PAGE EXCERPT:
** Start **

Yup. The same change is made in xmit_fast (but obscured by the moving of
the surrounding code into _finish()).

>>  #define CALL_TXH(txh) \
>> @@ -1656,6 +1684,31 @@ static int invoke_tx_handlers(struct ieee80211_tx_data *tx)
>>  	if (!ieee80211_hw_check(&tx->local->hw, HAS_RATE_CONTROL))
>>  		CALL_TXH(ieee80211_tx_h_rate_ctrl);
>
> Just for reference - the code block here that's unchanged contains
> this:
>
>         CALL_TXH(ieee80211_tx_h_dynamic_ps);
>         CALL_TXH(ieee80211_tx_h_check_assoc);
>         CALL_TXH(ieee80211_tx_h_ps_buf);
>         CALL_TXH(ieee80211_tx_h_check_control_port_protocol);
>         CALL_TXH(ieee80211_tx_h_select_key);
>         if (!ieee80211_hw_check(&tx->local->hw, HAS_RATE_CONTROL))
>                 CALL_TXH(ieee80211_tx_h_rate_ctrl);
>
>> +static int invoke_tx_handlers_late(struct ieee80211_tx_data *tx)

** End **

DATA EXCERPTS:
** Start **

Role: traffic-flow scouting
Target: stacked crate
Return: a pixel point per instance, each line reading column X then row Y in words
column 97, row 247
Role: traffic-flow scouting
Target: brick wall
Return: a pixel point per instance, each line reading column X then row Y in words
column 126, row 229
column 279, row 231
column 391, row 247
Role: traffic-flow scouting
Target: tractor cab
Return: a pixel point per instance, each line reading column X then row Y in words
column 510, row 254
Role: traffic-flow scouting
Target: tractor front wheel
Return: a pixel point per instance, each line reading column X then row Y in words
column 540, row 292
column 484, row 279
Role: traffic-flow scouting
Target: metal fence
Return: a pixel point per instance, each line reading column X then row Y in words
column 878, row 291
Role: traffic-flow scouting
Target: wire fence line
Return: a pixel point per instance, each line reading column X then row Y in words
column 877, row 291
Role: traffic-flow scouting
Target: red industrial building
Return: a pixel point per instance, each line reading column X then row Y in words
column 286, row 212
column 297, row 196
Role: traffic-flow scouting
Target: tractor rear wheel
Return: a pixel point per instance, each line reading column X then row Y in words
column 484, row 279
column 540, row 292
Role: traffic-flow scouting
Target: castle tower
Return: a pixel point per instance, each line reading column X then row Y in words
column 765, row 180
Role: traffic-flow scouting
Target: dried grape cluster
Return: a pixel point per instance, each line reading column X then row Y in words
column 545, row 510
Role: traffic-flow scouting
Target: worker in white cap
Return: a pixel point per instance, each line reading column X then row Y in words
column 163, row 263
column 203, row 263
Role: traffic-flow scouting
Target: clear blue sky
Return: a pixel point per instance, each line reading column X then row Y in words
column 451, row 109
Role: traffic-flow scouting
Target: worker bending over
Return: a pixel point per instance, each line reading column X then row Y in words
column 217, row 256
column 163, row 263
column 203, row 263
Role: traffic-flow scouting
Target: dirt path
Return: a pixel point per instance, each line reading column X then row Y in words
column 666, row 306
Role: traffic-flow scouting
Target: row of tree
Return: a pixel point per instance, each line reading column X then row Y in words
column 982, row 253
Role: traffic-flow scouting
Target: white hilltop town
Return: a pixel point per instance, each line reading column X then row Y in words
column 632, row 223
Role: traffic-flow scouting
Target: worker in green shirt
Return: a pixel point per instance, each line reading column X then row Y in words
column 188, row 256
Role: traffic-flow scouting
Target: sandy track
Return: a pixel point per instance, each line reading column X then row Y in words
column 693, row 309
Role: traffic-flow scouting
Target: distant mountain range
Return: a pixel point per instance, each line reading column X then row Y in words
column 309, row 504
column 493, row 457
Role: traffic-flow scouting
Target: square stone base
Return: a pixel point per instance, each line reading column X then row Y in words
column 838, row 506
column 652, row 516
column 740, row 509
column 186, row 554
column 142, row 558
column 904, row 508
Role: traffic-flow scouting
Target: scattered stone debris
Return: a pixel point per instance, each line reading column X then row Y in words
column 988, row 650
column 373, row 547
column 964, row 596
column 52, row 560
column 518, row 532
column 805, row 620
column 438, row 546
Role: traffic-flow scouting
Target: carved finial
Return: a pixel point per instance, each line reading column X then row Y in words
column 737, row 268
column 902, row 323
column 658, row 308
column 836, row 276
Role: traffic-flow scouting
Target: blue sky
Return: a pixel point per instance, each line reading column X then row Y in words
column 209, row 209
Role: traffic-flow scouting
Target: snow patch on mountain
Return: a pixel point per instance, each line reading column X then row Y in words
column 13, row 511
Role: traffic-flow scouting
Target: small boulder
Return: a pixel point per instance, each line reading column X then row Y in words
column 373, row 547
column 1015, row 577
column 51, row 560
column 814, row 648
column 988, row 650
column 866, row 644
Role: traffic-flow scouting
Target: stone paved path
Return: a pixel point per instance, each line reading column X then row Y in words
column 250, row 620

** End **
** Start **

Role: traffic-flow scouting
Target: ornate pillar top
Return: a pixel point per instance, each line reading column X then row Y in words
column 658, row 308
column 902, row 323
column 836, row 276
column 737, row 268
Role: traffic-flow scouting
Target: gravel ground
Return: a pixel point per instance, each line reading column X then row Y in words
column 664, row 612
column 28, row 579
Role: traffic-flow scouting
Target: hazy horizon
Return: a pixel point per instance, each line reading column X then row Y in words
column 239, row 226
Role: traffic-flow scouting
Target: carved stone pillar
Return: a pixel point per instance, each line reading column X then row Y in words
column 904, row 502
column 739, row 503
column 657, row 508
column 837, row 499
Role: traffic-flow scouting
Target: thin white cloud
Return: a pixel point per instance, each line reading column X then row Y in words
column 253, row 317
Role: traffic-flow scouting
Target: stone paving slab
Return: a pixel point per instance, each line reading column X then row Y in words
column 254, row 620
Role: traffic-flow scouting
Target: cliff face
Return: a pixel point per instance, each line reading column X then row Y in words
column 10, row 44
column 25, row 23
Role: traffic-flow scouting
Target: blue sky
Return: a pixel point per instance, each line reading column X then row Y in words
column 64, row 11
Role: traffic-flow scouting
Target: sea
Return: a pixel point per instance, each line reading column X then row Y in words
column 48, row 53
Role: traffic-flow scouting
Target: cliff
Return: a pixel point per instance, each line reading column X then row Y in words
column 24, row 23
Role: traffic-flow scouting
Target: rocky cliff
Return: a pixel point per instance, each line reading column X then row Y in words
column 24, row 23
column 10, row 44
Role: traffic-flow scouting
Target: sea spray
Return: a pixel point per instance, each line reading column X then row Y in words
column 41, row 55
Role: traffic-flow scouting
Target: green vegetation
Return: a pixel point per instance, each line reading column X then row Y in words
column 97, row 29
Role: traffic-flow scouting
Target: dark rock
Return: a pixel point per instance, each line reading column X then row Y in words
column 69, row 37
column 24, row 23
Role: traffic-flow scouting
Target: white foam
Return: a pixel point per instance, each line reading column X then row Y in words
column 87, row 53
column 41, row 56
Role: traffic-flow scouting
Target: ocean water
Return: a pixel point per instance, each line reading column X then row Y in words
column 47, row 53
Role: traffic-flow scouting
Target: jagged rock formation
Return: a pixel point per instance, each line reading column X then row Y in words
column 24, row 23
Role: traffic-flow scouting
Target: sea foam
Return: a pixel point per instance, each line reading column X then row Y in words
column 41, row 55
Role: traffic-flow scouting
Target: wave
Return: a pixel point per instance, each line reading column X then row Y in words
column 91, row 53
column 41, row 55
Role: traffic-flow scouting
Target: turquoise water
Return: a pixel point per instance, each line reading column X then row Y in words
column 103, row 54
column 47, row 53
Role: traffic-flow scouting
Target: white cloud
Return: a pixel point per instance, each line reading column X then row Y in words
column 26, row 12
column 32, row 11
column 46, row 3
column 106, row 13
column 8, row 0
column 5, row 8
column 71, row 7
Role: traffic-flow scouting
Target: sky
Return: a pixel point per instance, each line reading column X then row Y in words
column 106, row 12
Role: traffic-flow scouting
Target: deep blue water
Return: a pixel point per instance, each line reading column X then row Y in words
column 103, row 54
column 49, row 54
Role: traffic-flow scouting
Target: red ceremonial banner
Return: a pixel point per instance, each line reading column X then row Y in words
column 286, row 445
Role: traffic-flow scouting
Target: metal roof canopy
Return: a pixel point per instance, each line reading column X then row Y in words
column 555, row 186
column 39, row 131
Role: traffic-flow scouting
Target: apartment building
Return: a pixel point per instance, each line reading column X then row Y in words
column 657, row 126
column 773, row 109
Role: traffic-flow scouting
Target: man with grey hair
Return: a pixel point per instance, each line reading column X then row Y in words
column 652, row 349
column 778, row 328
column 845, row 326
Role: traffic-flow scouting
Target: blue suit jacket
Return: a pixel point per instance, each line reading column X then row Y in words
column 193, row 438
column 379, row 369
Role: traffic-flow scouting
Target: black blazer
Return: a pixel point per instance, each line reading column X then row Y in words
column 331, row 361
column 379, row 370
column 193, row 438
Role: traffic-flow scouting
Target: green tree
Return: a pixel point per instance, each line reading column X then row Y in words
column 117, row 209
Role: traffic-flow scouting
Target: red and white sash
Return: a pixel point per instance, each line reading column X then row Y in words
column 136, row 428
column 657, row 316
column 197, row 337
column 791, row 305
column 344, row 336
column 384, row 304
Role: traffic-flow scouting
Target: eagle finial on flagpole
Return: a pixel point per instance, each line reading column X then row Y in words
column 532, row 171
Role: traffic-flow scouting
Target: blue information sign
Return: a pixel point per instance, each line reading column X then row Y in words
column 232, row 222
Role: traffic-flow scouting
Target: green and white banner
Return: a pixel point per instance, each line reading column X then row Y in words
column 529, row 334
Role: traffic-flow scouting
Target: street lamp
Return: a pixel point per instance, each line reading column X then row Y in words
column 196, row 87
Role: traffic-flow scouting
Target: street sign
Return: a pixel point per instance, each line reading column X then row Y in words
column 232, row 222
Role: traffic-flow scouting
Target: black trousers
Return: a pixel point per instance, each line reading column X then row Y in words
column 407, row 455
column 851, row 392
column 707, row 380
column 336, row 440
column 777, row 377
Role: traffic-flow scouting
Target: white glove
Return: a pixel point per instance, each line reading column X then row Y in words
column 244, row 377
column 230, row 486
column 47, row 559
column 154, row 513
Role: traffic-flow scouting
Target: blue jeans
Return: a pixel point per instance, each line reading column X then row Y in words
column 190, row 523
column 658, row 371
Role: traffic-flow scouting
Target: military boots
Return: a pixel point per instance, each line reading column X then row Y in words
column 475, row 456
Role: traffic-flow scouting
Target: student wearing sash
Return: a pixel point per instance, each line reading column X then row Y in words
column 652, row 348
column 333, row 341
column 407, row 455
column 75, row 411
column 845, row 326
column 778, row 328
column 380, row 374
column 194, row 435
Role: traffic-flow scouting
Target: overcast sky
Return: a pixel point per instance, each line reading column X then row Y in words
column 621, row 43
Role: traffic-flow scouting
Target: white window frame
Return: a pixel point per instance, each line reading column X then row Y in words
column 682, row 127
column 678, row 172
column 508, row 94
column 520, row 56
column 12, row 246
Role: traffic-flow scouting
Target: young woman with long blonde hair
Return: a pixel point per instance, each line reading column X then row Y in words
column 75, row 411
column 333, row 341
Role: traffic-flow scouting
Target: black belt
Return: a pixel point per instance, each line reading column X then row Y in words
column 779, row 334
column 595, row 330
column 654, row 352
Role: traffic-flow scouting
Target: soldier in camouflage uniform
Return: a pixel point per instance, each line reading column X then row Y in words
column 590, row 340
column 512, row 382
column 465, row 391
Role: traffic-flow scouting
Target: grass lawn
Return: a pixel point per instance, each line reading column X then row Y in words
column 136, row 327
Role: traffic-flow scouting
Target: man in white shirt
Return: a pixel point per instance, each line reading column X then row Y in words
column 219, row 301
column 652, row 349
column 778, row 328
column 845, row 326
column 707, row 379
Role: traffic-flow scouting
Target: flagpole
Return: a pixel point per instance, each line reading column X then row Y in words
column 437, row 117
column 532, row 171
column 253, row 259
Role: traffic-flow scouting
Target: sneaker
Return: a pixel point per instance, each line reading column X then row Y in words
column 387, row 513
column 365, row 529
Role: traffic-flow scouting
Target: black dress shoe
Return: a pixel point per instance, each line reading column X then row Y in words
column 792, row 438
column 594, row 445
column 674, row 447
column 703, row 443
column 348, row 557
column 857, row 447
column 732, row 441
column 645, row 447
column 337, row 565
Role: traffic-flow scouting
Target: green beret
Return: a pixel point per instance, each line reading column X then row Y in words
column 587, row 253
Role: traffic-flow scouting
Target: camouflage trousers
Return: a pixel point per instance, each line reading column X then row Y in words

** End **
** Start **

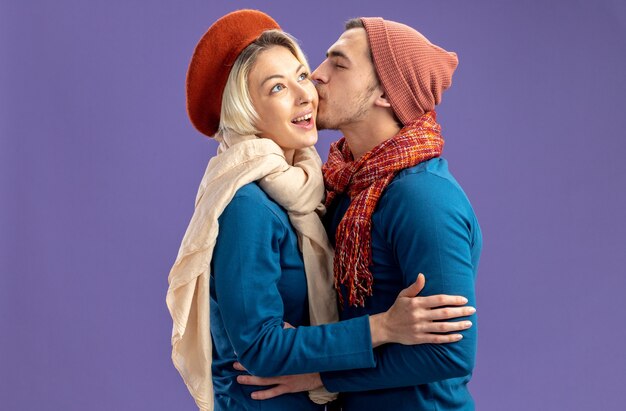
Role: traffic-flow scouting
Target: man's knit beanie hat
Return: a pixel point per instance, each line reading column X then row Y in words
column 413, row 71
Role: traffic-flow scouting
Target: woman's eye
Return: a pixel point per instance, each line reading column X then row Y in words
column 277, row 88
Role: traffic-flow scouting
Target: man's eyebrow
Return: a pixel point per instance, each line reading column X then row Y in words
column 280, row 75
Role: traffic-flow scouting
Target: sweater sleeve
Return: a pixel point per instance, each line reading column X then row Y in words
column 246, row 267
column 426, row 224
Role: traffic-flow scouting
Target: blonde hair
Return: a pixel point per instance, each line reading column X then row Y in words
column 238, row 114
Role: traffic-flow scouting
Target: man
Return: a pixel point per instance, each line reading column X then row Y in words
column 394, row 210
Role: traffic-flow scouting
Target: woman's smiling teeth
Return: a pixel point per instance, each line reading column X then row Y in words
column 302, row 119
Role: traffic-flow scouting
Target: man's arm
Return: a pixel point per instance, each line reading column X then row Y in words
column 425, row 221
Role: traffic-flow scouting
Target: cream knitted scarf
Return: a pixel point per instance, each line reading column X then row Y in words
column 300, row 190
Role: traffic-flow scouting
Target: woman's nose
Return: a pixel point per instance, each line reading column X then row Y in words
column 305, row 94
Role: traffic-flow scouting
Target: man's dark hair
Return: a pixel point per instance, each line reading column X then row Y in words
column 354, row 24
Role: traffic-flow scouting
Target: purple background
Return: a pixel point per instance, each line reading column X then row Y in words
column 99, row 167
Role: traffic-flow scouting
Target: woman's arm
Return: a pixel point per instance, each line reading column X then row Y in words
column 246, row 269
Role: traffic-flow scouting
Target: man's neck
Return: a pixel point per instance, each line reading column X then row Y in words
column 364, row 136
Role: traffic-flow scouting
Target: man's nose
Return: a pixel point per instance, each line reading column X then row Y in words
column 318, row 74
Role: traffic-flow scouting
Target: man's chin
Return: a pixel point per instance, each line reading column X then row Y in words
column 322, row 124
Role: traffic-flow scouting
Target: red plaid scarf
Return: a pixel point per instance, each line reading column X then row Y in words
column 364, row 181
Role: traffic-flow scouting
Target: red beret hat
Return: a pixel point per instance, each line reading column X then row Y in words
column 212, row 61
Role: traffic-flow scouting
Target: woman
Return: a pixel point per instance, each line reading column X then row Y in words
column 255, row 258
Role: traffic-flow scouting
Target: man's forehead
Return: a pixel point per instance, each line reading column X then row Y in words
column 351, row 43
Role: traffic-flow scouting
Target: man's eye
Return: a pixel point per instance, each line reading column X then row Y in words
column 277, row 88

** End **

YOUR GOAL:
Rewrite the part of the patch discussion that opens with the words containing "Yup. The same" and closes with "invoke_tx_handlers(struct ieee80211_tx_data *tx)", substituting "enclosing" for "surrounding". The entries have no connection to the patch discussion.

FINAL RESULT:
Yup. The same change is made in xmit_fast (but obscured by the moving of
the enclosing code into _finish()).

>>  #define CALL_TXH(txh) \
>> @@ -1656,6 +1684,31 @@ static int invoke_tx_handlers(struct ieee80211_tx_data *tx)